#### EXERCISE DATA

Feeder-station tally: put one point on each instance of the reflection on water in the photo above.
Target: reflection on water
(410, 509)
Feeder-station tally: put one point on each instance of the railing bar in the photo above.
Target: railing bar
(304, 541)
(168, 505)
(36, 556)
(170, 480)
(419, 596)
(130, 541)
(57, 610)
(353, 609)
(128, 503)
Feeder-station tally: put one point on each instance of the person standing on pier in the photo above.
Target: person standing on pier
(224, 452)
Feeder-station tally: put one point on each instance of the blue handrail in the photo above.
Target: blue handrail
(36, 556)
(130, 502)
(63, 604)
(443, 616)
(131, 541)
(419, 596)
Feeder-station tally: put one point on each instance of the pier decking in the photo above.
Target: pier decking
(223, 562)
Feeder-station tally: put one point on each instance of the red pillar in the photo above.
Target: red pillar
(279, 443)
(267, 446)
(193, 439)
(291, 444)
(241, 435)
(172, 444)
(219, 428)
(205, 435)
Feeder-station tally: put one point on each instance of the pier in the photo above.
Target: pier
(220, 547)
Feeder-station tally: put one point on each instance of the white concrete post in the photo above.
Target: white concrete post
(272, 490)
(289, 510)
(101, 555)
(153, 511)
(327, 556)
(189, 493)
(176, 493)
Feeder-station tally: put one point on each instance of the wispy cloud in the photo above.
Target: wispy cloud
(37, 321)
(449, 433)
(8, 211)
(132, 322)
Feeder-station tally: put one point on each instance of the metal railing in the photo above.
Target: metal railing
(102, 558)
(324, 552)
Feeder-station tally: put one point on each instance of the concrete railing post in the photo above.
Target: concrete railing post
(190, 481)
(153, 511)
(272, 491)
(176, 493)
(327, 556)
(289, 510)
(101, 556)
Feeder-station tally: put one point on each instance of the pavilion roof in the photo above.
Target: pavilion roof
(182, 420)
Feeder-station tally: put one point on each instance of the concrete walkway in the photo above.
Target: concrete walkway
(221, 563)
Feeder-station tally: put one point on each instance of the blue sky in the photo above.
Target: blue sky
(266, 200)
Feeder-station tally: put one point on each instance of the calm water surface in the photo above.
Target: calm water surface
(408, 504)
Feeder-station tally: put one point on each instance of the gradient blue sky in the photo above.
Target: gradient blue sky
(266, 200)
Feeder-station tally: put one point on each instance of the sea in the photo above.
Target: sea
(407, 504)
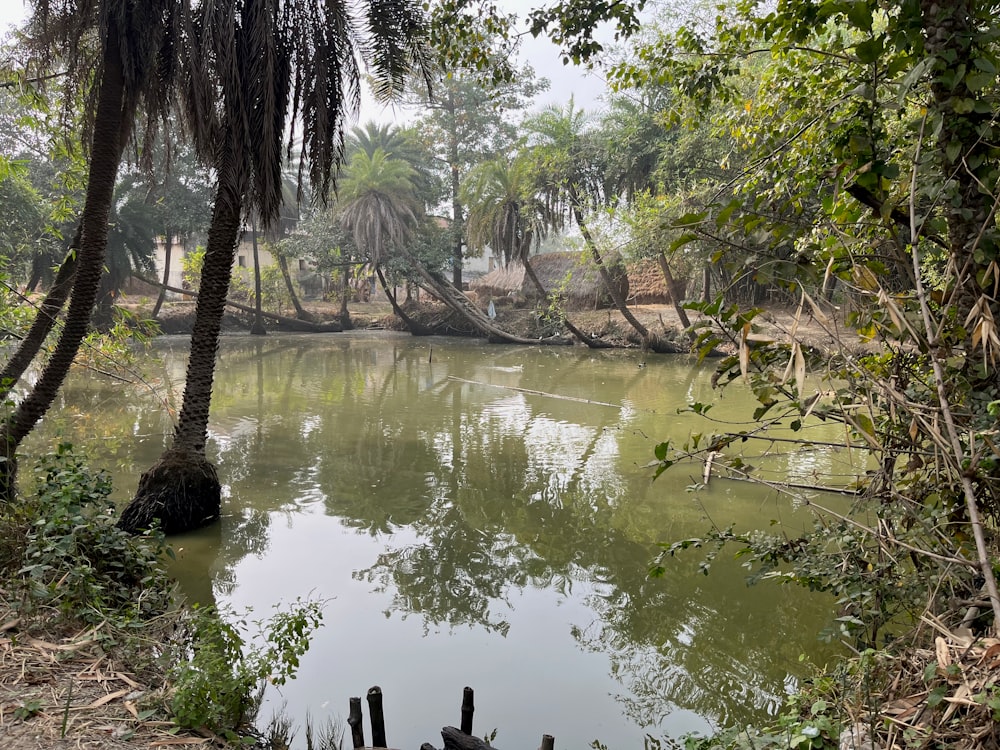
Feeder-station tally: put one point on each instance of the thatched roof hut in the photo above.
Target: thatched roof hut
(570, 275)
(646, 283)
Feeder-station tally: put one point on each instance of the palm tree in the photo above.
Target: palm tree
(403, 144)
(251, 66)
(379, 210)
(568, 161)
(131, 248)
(507, 215)
(133, 42)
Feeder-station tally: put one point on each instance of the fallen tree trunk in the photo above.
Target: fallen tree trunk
(457, 301)
(292, 324)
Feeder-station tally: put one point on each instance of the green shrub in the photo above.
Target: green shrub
(72, 555)
(219, 685)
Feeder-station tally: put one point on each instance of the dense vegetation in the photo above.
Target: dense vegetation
(838, 156)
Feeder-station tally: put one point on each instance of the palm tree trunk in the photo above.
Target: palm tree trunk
(345, 287)
(168, 248)
(458, 302)
(294, 324)
(257, 328)
(674, 290)
(417, 329)
(580, 335)
(648, 339)
(300, 312)
(182, 491)
(111, 124)
(45, 320)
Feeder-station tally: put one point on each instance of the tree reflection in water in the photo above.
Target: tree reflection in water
(474, 496)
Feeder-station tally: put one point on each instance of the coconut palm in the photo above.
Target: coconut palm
(132, 43)
(250, 67)
(379, 209)
(507, 215)
(378, 202)
(403, 144)
(568, 161)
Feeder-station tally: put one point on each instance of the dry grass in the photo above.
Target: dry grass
(938, 697)
(63, 689)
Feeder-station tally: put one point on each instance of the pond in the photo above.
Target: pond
(476, 515)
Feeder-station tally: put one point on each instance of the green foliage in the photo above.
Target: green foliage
(69, 554)
(218, 685)
(191, 265)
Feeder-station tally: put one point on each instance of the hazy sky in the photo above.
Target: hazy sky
(541, 53)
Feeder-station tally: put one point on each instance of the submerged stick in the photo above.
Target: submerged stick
(536, 393)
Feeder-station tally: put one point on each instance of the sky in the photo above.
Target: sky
(565, 80)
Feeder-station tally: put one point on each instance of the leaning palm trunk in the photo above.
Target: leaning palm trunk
(458, 302)
(168, 249)
(300, 312)
(257, 328)
(580, 335)
(655, 343)
(45, 320)
(181, 491)
(110, 129)
(417, 329)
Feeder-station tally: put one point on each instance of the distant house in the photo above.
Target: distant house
(299, 269)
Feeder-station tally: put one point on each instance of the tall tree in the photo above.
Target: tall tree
(379, 208)
(569, 161)
(507, 215)
(254, 66)
(469, 119)
(133, 43)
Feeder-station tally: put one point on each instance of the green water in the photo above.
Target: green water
(472, 520)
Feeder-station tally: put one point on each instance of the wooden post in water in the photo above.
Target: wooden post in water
(377, 717)
(468, 708)
(354, 721)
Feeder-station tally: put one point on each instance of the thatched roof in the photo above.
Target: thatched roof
(571, 275)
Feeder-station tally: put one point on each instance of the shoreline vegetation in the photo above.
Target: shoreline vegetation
(82, 668)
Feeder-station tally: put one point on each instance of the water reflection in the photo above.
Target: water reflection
(473, 492)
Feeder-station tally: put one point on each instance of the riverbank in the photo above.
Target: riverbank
(608, 326)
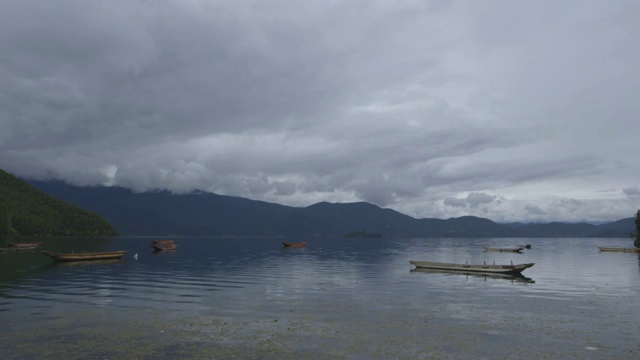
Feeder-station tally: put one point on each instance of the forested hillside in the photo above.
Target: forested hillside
(25, 210)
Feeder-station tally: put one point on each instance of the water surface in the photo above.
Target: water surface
(338, 298)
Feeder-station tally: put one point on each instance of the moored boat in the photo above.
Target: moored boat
(85, 256)
(162, 241)
(515, 277)
(516, 249)
(163, 245)
(24, 245)
(298, 244)
(619, 249)
(18, 248)
(486, 268)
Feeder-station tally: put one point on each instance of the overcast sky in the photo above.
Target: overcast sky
(509, 110)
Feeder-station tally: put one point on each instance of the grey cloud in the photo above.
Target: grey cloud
(401, 104)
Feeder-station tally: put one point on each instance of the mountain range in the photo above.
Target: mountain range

#### WHAT TO PRODUCE
Lines containing the word "range" must be found in the data above and copied.

#### ANSWER TO THE EXERCISE
Feeder-station tally: put one point on each instance of the mountain range in the photo above.
Target: mountain range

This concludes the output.